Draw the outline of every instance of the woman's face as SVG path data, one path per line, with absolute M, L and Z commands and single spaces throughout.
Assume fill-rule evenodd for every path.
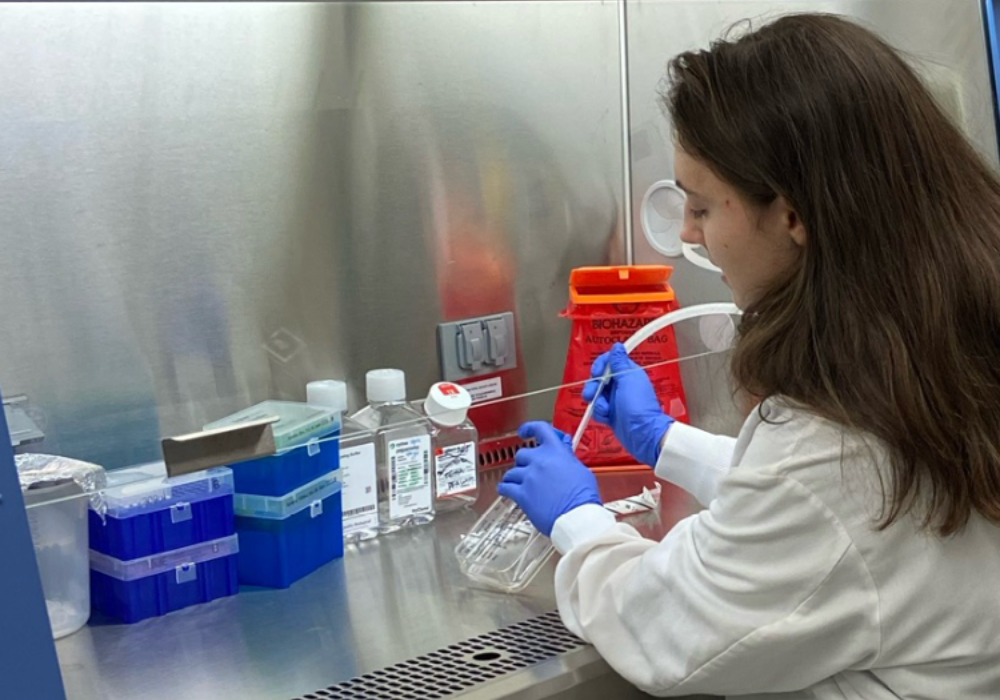
M 748 204 L 679 146 L 674 169 L 687 193 L 681 240 L 705 247 L 733 301 L 745 309 L 798 262 L 806 242 L 798 215 L 782 197 L 765 207 Z

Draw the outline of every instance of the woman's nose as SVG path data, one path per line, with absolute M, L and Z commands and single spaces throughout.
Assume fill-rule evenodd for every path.
M 702 235 L 701 228 L 695 226 L 690 217 L 684 219 L 684 226 L 681 227 L 681 240 L 690 245 L 705 244 L 705 236 Z

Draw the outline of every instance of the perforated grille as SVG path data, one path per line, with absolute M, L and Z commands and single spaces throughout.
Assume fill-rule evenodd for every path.
M 500 469 L 514 464 L 514 454 L 522 447 L 534 447 L 535 440 L 522 440 L 518 435 L 482 440 L 479 443 L 479 470 Z
M 584 646 L 551 612 L 294 700 L 447 698 Z

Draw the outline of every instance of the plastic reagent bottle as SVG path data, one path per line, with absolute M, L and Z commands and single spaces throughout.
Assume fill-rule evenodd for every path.
M 306 403 L 347 412 L 347 384 L 323 379 L 306 385 Z M 375 469 L 375 433 L 356 421 L 342 418 L 340 473 L 344 507 L 344 544 L 378 536 L 378 475 Z
M 365 375 L 368 406 L 351 416 L 375 432 L 379 532 L 434 520 L 431 435 L 427 419 L 406 403 L 406 375 L 375 369 Z
M 479 497 L 479 431 L 468 418 L 472 397 L 451 382 L 431 387 L 423 411 L 431 421 L 434 455 L 434 509 L 459 510 Z

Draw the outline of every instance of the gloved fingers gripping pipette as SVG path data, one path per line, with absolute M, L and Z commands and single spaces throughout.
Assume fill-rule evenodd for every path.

● **Exercise description**
In the material above, each line with the word "woman" should be copied.

● **Answer below**
Draw the outline of every instance of the woman's face as SVG path data, one path per line, with absolute M, L and Z commands and single spaces throughout.
Draw the outline of every instance of the woman's nose as SVG path data, one path per line, with absolute M, L and Z commands and single spaces throughout.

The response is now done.